#### WHAT NEEDS TO BE DONE
Convert the data below into a Markdown table with two columns, "Row" and "Entry". Put each non-blank line in its own row with a sequential row number, and omit blank lines.

*****

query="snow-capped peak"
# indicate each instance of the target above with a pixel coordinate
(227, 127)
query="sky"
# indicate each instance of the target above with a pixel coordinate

*****

#### RIGHT ANSWER
| Row | Entry |
|---|---|
| 1 | query="snow-capped peak" |
| 2 | # indicate each instance of the target above with a pixel coordinate |
| 3 | (227, 127) |
| 4 | query="sky" |
| 5 | # indicate each instance of the target above with a pixel coordinate |